» Collected data
+++

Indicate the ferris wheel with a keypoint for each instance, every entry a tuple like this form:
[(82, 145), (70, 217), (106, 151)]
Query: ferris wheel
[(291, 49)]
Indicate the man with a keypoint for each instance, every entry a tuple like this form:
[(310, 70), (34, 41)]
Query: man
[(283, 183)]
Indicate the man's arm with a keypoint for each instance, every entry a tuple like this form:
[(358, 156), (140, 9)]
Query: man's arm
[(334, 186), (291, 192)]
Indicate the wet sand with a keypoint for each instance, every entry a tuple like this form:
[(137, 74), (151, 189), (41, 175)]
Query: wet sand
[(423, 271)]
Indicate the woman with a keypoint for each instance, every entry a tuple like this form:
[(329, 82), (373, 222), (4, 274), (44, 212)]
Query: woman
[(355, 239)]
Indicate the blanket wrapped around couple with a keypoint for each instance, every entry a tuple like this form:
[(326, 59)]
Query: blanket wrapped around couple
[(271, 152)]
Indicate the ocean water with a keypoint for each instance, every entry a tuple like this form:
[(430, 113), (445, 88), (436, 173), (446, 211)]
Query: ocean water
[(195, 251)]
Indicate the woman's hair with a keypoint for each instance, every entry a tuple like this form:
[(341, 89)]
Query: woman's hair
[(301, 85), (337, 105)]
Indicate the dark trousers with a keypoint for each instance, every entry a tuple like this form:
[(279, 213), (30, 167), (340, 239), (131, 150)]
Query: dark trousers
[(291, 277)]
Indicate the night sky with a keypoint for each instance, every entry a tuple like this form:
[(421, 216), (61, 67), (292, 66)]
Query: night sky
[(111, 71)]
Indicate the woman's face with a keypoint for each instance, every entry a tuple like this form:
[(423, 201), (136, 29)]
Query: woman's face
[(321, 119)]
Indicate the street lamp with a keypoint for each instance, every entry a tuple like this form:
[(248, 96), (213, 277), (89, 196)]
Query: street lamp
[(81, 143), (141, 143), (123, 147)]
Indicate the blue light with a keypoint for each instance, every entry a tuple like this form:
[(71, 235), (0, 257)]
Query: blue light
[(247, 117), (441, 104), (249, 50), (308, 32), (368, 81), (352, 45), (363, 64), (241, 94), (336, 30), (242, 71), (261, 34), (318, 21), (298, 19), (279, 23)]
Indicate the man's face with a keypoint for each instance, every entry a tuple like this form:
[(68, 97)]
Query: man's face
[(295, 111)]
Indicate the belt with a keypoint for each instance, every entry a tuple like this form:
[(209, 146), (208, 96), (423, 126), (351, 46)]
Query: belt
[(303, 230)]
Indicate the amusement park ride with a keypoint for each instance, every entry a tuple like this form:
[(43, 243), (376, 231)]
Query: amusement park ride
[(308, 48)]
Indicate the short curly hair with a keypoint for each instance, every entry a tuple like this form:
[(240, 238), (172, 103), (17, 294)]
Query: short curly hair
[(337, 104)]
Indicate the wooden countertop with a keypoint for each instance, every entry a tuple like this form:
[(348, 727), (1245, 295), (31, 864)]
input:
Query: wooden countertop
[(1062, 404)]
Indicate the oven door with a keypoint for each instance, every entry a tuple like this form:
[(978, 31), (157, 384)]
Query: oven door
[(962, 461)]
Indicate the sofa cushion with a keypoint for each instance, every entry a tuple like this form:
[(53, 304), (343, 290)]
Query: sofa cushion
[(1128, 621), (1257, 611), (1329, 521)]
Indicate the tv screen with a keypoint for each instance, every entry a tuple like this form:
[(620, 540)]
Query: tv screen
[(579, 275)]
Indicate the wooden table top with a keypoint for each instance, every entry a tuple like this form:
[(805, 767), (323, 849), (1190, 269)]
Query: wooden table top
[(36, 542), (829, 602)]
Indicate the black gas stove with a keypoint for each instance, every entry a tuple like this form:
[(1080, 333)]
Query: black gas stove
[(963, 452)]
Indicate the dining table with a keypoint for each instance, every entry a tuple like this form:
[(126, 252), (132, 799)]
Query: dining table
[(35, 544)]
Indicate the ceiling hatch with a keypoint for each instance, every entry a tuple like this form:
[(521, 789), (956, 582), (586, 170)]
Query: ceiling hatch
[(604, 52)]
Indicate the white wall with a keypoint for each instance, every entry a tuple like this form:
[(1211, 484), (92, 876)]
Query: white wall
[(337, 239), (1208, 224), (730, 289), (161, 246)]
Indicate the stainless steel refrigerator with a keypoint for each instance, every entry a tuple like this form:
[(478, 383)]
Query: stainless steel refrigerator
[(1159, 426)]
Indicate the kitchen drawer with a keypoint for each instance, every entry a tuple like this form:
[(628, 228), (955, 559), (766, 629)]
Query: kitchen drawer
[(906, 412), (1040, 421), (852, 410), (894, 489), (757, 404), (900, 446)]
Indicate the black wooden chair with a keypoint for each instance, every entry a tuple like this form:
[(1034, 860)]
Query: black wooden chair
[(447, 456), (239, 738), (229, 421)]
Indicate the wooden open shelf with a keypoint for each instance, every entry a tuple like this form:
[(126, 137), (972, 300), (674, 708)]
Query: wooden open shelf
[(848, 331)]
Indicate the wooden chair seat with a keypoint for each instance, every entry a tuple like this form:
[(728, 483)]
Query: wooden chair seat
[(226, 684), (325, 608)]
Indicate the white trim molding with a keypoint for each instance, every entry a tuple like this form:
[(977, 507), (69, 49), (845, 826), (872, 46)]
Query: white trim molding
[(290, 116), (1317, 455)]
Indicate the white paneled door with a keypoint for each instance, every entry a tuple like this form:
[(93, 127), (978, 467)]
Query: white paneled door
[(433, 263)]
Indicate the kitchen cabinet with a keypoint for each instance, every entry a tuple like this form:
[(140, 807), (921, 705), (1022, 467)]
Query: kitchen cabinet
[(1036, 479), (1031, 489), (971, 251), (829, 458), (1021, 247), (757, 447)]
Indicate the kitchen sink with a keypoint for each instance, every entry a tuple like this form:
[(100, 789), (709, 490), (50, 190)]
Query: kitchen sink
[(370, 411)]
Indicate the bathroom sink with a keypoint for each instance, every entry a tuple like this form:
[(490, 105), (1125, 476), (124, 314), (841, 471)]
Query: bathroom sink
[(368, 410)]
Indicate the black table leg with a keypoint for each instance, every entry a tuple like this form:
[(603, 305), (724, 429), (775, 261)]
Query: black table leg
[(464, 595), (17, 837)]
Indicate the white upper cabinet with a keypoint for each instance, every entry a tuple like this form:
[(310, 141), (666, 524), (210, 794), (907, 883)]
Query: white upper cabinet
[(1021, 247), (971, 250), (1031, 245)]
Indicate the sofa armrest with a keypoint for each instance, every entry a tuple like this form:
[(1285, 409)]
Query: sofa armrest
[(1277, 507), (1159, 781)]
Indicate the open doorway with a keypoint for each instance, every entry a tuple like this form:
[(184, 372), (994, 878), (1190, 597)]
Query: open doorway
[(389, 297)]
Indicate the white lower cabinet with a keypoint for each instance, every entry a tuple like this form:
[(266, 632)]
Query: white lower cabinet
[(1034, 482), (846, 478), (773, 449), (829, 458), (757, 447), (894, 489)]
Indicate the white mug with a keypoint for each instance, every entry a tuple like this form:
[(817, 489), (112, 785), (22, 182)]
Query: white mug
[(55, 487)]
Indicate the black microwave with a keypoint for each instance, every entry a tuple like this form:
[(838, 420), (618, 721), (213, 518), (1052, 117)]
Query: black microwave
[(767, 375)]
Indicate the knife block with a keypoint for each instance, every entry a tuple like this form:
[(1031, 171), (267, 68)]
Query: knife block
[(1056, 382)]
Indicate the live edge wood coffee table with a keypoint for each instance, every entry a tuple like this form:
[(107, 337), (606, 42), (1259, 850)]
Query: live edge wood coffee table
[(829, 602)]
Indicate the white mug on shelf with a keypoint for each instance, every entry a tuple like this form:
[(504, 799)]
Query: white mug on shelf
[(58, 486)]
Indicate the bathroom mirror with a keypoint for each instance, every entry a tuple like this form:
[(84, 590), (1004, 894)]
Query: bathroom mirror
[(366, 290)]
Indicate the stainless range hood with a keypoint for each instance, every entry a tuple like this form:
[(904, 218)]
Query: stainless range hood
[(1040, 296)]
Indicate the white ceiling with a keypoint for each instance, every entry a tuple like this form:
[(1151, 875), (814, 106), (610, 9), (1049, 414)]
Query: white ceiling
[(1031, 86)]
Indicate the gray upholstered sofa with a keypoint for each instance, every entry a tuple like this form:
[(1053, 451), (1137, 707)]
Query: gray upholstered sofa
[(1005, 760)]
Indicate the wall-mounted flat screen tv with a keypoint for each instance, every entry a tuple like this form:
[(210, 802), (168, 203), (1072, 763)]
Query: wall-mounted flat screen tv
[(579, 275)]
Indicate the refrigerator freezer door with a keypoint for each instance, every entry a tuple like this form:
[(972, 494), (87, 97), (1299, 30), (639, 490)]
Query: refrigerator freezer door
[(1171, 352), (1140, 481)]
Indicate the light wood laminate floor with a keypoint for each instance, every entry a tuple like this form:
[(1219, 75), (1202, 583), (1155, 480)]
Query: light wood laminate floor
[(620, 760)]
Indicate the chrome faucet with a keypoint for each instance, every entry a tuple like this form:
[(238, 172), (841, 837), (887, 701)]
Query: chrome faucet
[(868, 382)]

+++

» TASK TO COMPLETE
Only the lines above starting with the one with "Indicate the bathroom sink" and going through the one with "[(504, 799)]" are to be copied, word for word and with both ends kept.

» WRITTEN RESPONSE
Indicate the bathroom sink with a keypoint for each instance, every entry a tuple like this form:
[(490, 105), (1125, 476), (124, 314), (841, 471)]
Query: bathroom sink
[(368, 410)]
Indicate the black table leg with a keypoint for each instance, every entry a tuple like this form:
[(603, 305), (724, 429), (775, 261)]
Query: black table leg
[(464, 595), (17, 837)]
Indicate the white upper cabinet with a keypoint for each instance, every entry a tuple like this form:
[(310, 141), (666, 524), (210, 794), (907, 883)]
Query: white upper cabinet
[(1021, 247), (971, 250), (1031, 245)]
Indicate the sofa armrest with a keypoint for each instance, every entry a tuple like this form:
[(1285, 409)]
Query: sofa armrest
[(1277, 507), (1159, 781)]
Indicate the open doorway with a keypoint for each instance, every entry a tuple like this form:
[(184, 372), (994, 878), (1190, 597)]
Query: open doorway
[(389, 297)]
Indicate the white lower cabinet with a keypoint for each instance, every entry a tuple like this form:
[(266, 632)]
Query: white lower cabinet
[(1034, 482), (846, 478), (773, 449), (829, 458), (757, 447), (894, 489)]
Indicate the white mug with a keypoint for each instance, every entry a tuple like this form:
[(817, 489), (112, 785), (22, 182)]
Query: white mug
[(55, 487)]
Indicate the black microwave with a keypoint for each instance, every entry a tuple like this form:
[(838, 420), (618, 721), (213, 518), (1052, 117)]
Query: black microwave
[(767, 375)]
Indicate the knife block with a keypoint for each instance, every entry a tuple like this form:
[(1031, 171), (267, 68)]
Query: knife block
[(1056, 382)]
Indicate the live edge wood coffee table with a keypoint for each instance, every entry a tuple like this form:
[(107, 337), (606, 42), (1259, 850)]
Query: live edge wood coffee table
[(829, 602)]
Indicate the white mug on shelf with a keypoint for each instance, every entry a tuple like this form:
[(504, 799)]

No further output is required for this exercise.